Point localization data:

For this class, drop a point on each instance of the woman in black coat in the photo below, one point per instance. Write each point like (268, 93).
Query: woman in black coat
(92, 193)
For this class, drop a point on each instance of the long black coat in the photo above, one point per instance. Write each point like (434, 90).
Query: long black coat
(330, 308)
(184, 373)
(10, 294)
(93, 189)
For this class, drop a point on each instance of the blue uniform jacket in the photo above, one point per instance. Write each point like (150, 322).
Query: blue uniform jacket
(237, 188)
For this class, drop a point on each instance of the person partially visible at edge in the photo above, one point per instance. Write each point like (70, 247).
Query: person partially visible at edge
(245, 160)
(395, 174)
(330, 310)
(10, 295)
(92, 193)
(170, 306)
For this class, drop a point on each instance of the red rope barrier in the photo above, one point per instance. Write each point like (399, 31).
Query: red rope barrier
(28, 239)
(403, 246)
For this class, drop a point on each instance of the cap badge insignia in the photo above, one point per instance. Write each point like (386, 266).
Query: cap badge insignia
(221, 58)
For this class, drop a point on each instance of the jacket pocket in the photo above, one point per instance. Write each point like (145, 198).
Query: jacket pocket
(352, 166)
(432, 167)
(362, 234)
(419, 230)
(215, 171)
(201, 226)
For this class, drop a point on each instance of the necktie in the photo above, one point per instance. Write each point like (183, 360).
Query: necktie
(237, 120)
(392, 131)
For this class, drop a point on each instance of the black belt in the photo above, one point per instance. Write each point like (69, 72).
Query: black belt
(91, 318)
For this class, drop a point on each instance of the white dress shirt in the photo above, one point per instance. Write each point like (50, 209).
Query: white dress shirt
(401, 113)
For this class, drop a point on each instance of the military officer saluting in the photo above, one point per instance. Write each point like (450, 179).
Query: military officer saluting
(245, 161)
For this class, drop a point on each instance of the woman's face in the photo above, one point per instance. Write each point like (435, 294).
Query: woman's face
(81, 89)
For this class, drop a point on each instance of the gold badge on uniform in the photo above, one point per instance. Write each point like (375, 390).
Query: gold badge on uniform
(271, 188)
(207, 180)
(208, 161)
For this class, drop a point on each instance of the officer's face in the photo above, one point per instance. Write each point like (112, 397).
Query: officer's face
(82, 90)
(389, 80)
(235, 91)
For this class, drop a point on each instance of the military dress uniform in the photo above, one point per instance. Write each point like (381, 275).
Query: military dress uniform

Exercise requirements = Nothing from before the line containing "like (386, 266)." should appear; copy that line and each one after it through the last line of the entries, exactly.

Solution below =
For this class, drop a point on each instance of the cap badge insignia in the photo above, one point per instance. Write each point like (386, 266).
Query: cap badge insignia
(221, 58)
For this class, drop a point on each instance of the jacket pocket in the photo above, one point per instance. Write each point like (145, 198).
Query: jacket pocket
(352, 166)
(432, 167)
(362, 234)
(419, 230)
(215, 171)
(201, 226)
For this class, drop a point on each instance of the necktie in the photo above, one point per instance. Write each point like (183, 360).
Query: necktie
(237, 120)
(392, 131)
For this class, drop a point on each instance of the black belt in the photo above, one point per instance. Write each point like (69, 72).
Query: black belt
(91, 318)
For this class, drop a point on each instance of the white dress shirt in the photo above, one point per instance. Write each point like (50, 209).
Query: white dress shirt
(401, 113)
For this class, drop a point on each instance of the military officer saluting in the photo above, one point per instance. Write each point like (450, 179).
Query: military officer saluting
(245, 161)
For this class, drop a point on each instance of the woman's face in the photo above, one point per instance. Write each point like (435, 294).
Query: woman's face
(81, 89)
For this class, drop a point on each instance of the gold badge on uniform in the photo above, one point per instance. Write each point like (375, 390).
Query: gold badge on uniform
(271, 188)
(207, 180)
(208, 161)
For this class, drop a point on each instance of the officer's face in the photo above, one point per instance. Write each point like (112, 397).
Query: officer's face
(82, 90)
(389, 80)
(235, 91)
For this class, drop a point on each instance of the military dress uniform in the photo above, one point per instance. Write each point like (381, 275).
Query: military dress uniform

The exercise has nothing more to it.